Passage
┌──

Downtown San Diego Condo home owners and Downtown San Diego Loft home owners and San Diego residents celebrated the San Diego Coronado Bridge’s big 40 years of service Sunday August 2nd. The City of Coronado is surrounded by the Pacific Ocean and when the San Diego Coronado Bridge opened in 1969, the bridge became and instant landmark.
The bridge is ascending at a 4.67 percent grade from Coronado before curving 90 degrees towards San Diego. The Navy’s tallest ships are allowed to sail under it because the curve makes the span long enough so it can rise to a height of 200 feet.
The former Hotel Del Coronado owner John Alessio and then owner M. Larry Lawrence told Gov. Edmund G. “Pat” Brown that they thought a bridge plan would gain traction. Since the 1920’s, Coronado officials had looked at proposal to make the City of Coronado more accessible and in 1965 the state officials approved the bridge plan. A state toll revenue bond was decided to become funding for the bridge.
When the bridge opened “It completely changed things” former Mayor Tom Smisek said. “We had car dealerships, a department store. We had hardware stores and a movie theater. You really didn’t leave very often. You didn’t have to.” The bridge changed the City of Coronado from being an un modern no traffic small town into a modern traffic filled City that attracted millions of tourists, developers and new homeowners.
The bridge allowed tourists and San Diego residents to reach Coronado’s wide, sandy beaches with an easy drive over the bridge. People used to cross the San Diego Bay by ferry boat or drove up the Silver Strand by Imperial Beach but that took way longer. The bridge brought in large shopping centers across the Bay that attracted residents and some Coronado businesses had to close. They were replaced by more tourist attracted shops and restaurants.
Coronado’s population when the bridge opened in 1965 was 19,550 and it has not really changed much compared with 22,845 today. More businesses, smaller homes demolished into two or more units in the same lot, the Coronado Cays and the 10 Coronado Shores Condo towers, was developed by the opening of the bridge.
40 years ago the ferry boats that used to transport passengers and cars stopped when the bridge opened because the State did not want any competition when the bridge tolls were paying for the construction of the bridge.
A new mix of commercial and residential projects took place near First Street and Orange Avenue, where the former ferry landing was located. The City restricted the number of large retail outlets and fast food chains long ago and on the other side of town small stores and landscaped streets of historic million dollar homes.

└──

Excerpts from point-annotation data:
┌──

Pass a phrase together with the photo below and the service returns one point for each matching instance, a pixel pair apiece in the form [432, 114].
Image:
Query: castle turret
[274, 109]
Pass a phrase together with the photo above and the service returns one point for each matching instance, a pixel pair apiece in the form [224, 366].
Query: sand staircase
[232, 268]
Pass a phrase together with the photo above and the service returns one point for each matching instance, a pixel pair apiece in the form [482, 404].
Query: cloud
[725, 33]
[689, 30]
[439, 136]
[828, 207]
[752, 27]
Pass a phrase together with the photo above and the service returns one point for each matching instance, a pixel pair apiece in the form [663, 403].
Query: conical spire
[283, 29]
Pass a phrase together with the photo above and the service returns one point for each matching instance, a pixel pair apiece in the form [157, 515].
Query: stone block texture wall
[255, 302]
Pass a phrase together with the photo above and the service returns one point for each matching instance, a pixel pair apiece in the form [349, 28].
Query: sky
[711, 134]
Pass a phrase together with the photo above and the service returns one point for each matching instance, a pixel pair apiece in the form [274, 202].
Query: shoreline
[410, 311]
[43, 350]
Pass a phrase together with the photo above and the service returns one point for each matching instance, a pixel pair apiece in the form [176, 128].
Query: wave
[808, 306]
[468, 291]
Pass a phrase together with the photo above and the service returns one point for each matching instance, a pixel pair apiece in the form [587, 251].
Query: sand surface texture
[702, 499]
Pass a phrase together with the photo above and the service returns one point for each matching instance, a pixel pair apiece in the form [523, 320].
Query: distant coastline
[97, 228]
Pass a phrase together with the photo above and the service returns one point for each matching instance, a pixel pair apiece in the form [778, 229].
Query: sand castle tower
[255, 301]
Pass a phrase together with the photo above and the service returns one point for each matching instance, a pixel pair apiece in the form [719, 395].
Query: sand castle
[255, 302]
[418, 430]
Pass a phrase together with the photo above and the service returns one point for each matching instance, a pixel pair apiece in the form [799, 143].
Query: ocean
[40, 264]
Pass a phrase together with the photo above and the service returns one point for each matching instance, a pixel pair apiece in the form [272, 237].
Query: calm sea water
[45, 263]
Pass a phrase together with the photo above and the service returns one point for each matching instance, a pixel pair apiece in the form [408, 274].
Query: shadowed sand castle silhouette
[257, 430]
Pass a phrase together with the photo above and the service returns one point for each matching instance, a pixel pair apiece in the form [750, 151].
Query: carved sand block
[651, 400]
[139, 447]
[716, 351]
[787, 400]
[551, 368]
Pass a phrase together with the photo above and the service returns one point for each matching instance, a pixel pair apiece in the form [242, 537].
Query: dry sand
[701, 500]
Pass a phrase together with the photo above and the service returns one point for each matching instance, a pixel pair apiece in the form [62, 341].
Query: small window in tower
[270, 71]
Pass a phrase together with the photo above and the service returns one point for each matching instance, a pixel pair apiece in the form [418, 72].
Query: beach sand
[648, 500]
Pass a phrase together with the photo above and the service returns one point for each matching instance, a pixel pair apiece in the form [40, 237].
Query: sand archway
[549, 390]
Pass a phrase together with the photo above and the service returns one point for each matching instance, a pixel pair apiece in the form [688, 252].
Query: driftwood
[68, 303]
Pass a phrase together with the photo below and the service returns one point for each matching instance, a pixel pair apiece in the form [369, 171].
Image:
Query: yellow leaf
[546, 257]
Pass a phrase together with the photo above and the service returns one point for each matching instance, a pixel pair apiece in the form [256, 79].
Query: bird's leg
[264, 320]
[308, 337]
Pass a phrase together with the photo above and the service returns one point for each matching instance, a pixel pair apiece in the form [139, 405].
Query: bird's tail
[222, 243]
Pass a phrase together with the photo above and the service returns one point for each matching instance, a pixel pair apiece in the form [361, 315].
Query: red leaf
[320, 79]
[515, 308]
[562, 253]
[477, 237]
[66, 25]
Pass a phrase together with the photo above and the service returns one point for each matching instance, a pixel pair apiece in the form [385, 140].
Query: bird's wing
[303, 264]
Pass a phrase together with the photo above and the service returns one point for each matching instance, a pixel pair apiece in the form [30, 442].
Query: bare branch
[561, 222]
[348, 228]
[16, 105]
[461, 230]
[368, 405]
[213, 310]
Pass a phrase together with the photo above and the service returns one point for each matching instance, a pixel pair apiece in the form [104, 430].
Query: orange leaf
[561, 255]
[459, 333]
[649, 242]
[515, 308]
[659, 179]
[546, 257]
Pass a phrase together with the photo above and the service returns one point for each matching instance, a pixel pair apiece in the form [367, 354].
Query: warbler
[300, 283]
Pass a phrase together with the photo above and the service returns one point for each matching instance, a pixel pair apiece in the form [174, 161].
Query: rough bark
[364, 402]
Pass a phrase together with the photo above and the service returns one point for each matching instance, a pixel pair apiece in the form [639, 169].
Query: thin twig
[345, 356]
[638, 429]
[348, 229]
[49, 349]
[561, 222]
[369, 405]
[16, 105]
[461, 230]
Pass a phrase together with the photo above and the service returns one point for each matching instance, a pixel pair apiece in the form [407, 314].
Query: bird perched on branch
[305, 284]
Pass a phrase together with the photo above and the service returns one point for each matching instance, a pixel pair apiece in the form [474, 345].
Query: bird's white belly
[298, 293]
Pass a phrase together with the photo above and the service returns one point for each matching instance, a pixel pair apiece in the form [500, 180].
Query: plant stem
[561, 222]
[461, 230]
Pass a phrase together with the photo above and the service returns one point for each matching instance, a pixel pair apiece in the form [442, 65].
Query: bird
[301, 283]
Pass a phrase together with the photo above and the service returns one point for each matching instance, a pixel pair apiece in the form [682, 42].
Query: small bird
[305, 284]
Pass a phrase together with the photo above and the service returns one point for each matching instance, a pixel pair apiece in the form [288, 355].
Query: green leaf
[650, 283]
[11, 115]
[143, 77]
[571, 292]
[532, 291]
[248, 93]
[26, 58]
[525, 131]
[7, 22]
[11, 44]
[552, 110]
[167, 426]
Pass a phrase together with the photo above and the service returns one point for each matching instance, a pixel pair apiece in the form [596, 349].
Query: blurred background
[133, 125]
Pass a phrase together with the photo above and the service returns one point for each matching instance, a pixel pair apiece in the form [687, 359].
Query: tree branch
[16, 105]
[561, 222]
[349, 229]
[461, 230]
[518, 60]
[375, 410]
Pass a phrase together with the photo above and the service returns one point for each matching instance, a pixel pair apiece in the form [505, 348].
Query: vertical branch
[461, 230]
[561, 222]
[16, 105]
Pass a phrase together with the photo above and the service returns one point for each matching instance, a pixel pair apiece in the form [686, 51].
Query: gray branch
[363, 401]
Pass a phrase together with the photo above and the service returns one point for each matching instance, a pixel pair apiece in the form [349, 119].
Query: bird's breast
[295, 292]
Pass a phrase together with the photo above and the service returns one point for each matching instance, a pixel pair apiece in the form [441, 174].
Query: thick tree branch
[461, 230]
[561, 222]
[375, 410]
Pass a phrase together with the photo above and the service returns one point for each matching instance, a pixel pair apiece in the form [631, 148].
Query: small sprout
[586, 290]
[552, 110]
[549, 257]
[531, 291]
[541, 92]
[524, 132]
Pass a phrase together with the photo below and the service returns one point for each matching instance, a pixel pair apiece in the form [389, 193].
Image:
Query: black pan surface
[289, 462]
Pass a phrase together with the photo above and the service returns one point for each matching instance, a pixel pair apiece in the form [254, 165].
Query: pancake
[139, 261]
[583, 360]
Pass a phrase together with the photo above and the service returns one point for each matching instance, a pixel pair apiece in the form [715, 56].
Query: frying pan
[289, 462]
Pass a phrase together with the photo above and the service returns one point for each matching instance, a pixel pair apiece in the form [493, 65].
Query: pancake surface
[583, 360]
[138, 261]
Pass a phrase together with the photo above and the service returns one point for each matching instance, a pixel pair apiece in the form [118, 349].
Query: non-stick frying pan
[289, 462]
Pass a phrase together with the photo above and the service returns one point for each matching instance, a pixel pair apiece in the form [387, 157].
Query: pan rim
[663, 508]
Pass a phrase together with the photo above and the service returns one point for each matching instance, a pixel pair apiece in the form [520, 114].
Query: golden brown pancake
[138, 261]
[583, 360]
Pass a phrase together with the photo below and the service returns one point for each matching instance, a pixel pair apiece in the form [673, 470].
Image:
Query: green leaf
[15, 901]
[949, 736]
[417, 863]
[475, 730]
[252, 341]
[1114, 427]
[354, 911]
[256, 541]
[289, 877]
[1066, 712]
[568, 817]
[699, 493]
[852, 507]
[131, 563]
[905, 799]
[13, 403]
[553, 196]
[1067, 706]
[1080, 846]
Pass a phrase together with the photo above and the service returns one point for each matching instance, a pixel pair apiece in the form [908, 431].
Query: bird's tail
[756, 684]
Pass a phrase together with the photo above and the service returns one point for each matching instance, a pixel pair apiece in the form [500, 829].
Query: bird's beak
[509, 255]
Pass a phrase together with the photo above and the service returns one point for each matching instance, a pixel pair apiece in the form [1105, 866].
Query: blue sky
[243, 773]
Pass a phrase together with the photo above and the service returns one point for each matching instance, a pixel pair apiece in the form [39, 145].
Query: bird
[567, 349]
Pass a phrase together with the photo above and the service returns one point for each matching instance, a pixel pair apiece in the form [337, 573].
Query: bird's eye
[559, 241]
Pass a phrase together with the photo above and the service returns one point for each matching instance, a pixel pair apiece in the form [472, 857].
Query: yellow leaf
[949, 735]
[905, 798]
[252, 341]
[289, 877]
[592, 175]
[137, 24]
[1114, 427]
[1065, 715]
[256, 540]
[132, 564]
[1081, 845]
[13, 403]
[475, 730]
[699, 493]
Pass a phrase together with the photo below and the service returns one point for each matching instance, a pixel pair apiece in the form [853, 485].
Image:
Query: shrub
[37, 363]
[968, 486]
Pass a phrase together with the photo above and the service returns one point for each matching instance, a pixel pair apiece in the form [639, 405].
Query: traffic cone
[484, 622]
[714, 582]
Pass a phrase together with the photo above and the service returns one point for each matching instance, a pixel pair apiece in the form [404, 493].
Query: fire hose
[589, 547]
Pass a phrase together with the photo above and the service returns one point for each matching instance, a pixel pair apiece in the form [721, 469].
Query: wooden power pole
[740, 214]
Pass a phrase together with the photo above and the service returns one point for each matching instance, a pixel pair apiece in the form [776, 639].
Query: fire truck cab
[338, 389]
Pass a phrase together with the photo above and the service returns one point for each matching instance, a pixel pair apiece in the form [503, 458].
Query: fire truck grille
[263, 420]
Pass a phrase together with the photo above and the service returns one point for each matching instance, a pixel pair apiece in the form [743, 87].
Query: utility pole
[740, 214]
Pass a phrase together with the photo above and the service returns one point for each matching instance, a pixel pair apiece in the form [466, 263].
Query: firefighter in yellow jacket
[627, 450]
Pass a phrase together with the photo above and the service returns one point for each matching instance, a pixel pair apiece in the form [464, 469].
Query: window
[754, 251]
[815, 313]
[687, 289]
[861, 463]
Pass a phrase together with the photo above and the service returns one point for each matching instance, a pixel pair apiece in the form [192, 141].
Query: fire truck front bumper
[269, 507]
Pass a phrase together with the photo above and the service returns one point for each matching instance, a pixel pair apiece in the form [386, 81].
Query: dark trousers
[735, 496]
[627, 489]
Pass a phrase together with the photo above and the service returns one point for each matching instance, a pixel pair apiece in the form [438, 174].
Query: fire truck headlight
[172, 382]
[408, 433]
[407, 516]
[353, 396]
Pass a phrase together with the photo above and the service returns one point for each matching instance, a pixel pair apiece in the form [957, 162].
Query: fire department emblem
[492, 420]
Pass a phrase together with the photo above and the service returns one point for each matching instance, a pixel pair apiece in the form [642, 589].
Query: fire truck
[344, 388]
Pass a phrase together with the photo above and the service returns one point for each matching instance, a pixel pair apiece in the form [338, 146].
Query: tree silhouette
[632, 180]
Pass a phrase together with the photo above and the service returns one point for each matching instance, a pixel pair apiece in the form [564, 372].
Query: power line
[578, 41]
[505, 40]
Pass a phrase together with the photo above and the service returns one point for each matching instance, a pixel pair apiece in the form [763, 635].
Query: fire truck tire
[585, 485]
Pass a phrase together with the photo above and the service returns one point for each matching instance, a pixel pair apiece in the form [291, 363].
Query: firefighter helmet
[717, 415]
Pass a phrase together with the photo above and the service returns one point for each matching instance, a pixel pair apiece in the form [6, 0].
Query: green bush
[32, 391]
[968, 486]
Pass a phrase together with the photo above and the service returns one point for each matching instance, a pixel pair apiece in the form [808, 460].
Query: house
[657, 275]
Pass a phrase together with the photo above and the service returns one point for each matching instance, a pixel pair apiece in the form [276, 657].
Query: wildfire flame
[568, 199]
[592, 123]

└──

Work to complete
Return the part of the Coronado Bridge article from "The bridge allowed" to "opening of the bridge.", word for word. The entries can be skipped.

Exercise result
The bridge allowed tourists and San Diego residents to reach Coronado’s wide, sandy beaches with an easy drive over the bridge. People used to cross the San Diego Bay by ferry boat or drove up the Silver Strand by Imperial Beach but that took way longer. The bridge brought in large shopping centers across the Bay that attracted residents and some Coronado businesses had to close. They were replaced by more tourist attracted shops and restaurants.
Coronado’s population when the bridge opened in 1965 was 19,550 and it has not really changed much compared with 22,845 today. More businesses, smaller homes demolished into two or more units in the same lot, the Coronado Cays and the 10 Coronado Shores Condo towers, was developed by the opening of the bridge.